--- The data ---

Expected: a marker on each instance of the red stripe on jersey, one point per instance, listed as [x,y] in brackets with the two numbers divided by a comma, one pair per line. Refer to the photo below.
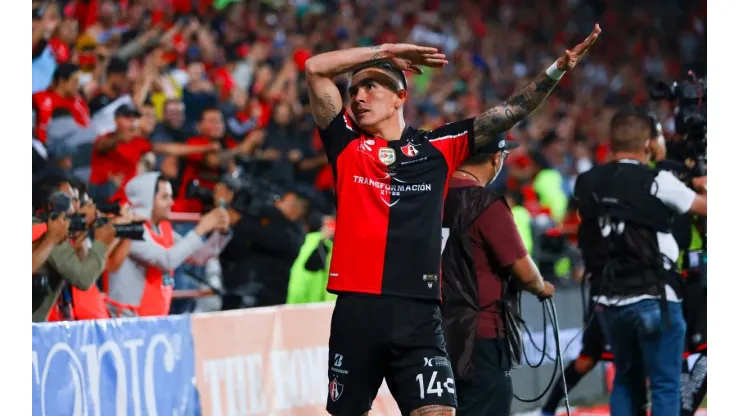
[358,255]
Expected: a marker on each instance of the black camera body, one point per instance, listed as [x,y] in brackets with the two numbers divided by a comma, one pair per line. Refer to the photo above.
[690,99]
[60,203]
[251,194]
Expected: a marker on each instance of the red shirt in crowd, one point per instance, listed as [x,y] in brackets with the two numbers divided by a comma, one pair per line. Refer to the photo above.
[193,170]
[48,104]
[122,160]
[496,245]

---

What to produce - Nothing but the lines from the one with "Expected: a marker on each instance of the red shirt" through the last line of the data should appear; print them exactly.

Task response -
Expected: a marker on each instance of the red shirt in crowd, one point per instance, listed as [x,y] in brackets with the two numbers divided by a comma, one pair per line. Refer to the photo above.
[193,170]
[48,104]
[122,160]
[496,245]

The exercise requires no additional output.